Lines of the data that contain the word "backpack" are the ones to copy.

[Segmentation mask data]

*** Begin section ***

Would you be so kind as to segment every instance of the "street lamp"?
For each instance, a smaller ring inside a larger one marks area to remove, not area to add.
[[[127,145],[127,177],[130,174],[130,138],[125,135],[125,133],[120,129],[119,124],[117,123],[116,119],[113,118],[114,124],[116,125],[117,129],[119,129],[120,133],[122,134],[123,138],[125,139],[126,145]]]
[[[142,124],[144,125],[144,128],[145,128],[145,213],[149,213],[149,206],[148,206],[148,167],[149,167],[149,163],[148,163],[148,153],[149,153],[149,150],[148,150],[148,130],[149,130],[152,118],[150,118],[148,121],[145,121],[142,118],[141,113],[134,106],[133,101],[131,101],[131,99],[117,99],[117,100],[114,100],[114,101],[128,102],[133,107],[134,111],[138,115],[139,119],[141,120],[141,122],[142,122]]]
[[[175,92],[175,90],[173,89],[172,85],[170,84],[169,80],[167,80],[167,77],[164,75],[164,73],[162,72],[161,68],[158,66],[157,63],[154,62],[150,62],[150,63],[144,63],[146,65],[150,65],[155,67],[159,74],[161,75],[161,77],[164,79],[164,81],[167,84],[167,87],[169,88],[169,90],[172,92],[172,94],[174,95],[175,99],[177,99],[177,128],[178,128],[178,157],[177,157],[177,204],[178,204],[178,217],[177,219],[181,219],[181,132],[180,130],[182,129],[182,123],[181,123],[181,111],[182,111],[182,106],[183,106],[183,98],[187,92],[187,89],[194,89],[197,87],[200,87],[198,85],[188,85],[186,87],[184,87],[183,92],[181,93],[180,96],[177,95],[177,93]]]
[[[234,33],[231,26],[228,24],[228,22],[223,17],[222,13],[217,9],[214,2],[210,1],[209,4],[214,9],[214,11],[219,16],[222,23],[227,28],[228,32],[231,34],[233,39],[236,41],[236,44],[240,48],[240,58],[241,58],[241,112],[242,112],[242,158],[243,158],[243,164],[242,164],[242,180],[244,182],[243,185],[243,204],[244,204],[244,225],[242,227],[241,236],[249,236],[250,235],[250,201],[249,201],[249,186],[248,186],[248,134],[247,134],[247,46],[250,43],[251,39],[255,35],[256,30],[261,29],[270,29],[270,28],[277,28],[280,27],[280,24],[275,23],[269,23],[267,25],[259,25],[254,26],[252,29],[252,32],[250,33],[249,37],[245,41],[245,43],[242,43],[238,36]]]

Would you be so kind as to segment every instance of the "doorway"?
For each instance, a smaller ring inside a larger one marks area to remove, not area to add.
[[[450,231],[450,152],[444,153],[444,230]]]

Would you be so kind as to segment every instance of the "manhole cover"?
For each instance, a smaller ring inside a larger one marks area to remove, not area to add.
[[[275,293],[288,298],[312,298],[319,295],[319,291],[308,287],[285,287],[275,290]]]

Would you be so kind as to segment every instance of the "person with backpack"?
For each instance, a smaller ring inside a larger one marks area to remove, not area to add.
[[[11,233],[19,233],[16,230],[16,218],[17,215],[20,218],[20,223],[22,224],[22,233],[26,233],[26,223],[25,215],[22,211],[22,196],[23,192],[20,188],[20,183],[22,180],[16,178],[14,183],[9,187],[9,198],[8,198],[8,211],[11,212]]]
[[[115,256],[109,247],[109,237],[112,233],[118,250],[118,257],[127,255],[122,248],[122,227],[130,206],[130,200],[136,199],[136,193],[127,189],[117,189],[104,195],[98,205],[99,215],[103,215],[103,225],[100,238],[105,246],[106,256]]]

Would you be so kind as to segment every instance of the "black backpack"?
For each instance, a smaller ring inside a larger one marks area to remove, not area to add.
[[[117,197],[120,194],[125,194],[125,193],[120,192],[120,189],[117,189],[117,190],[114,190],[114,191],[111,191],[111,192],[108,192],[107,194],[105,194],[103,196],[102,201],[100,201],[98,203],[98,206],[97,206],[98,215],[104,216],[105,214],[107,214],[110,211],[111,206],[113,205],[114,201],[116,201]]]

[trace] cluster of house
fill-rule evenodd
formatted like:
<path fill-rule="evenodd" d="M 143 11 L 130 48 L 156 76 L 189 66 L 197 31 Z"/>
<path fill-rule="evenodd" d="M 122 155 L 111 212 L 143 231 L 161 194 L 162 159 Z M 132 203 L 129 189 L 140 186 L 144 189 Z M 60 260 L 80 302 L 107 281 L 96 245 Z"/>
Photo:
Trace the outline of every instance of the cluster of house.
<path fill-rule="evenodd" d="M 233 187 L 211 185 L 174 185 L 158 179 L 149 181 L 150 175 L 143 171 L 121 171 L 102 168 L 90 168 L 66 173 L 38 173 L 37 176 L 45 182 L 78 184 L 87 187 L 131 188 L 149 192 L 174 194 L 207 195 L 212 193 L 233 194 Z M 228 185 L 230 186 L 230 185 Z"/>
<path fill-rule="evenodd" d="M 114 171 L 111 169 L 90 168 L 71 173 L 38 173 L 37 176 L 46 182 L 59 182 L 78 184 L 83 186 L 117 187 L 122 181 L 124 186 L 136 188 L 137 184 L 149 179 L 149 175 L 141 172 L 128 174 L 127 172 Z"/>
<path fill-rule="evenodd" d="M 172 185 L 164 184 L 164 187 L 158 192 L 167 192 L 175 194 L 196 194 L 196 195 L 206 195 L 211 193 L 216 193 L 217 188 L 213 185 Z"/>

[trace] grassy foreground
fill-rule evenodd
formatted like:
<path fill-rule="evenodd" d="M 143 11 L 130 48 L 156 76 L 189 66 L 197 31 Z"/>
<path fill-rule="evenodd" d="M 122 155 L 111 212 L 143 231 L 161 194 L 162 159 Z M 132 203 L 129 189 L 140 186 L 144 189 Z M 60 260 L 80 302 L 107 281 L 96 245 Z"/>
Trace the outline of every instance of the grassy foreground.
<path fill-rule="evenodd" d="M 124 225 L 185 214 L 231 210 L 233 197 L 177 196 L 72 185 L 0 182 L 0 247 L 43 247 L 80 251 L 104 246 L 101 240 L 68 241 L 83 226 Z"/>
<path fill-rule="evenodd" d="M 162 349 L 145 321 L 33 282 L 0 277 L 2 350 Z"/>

*** End section ***

Result of the exercise>
Would you be so kind as to segment every instance of the "person with backpack"?
Would you be so kind as to segment every instance of the "black backpack"?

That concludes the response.